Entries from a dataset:

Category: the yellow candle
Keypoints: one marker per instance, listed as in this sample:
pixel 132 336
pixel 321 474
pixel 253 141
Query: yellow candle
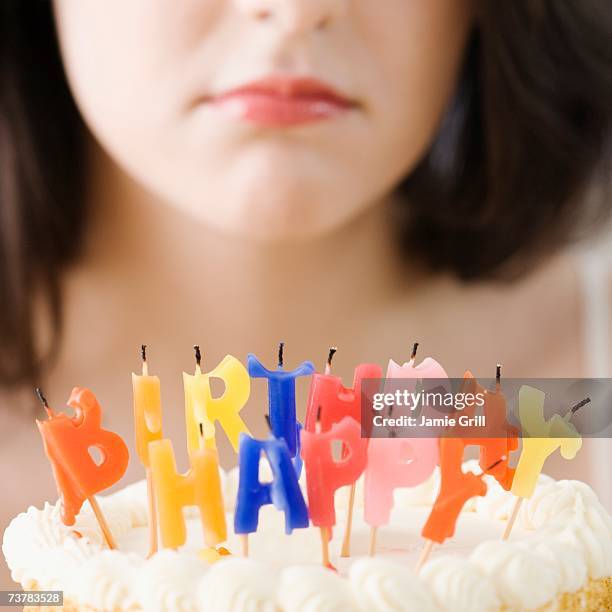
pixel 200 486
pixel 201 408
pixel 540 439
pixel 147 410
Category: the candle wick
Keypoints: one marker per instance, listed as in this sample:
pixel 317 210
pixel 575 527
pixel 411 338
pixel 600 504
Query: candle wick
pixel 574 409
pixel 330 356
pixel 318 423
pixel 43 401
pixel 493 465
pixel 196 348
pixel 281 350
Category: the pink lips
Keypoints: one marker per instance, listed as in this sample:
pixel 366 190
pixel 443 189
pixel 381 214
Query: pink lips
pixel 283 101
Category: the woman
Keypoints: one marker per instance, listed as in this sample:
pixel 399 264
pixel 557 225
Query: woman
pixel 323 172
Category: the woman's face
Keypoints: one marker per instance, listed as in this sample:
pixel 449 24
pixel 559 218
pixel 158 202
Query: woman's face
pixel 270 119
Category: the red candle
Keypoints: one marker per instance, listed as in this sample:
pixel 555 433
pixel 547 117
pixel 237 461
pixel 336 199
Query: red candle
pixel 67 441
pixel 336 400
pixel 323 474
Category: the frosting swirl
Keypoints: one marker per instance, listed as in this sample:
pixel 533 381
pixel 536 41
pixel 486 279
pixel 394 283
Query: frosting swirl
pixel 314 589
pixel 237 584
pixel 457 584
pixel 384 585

§ GIVEN EXERCISE:
Please repeat the listing above in full, but switch every "one marker per instance" to "a single point for each instance", changing nothing else, and leave the pictures out of your answer.

§ TASK SOLUTION:
Category: the yellow candle
Keypoints: a single point for each instance, listed as in this sample:
pixel 132 336
pixel 321 474
pixel 253 141
Query: yellow candle
pixel 200 486
pixel 201 408
pixel 540 439
pixel 147 410
Category: the candle wick
Keypoints: a single point for each instance, listed as in this sample:
pixel 317 210
pixel 575 527
pixel 411 338
pixel 600 504
Query: candle wick
pixel 574 409
pixel 330 356
pixel 318 423
pixel 43 401
pixel 493 465
pixel 196 348
pixel 281 350
Category: the pink lips
Keypoints: a single point for each instance, listed as in this sample:
pixel 366 190
pixel 443 189
pixel 381 214
Query: pink lips
pixel 283 101
Category: the woman
Keypoints: a single point for each instance, listed as in this sample:
pixel 399 264
pixel 557 225
Query: woman
pixel 323 172
Category: the woman's face
Keypoints: a single point for each instance, listed as in this sample:
pixel 449 24
pixel 559 218
pixel 158 202
Query: woman's face
pixel 270 119
Category: the red candle
Keypoints: a single point for each instance, listed as in this sample:
pixel 555 433
pixel 547 117
pixel 237 461
pixel 336 199
Query: red candle
pixel 67 441
pixel 336 400
pixel 323 474
Category: the frosting swirl
Keypoints: a single point for each instance, listed as in this sample:
pixel 533 381
pixel 536 41
pixel 486 279
pixel 394 283
Query: frosting swirl
pixel 314 589
pixel 237 584
pixel 457 584
pixel 384 585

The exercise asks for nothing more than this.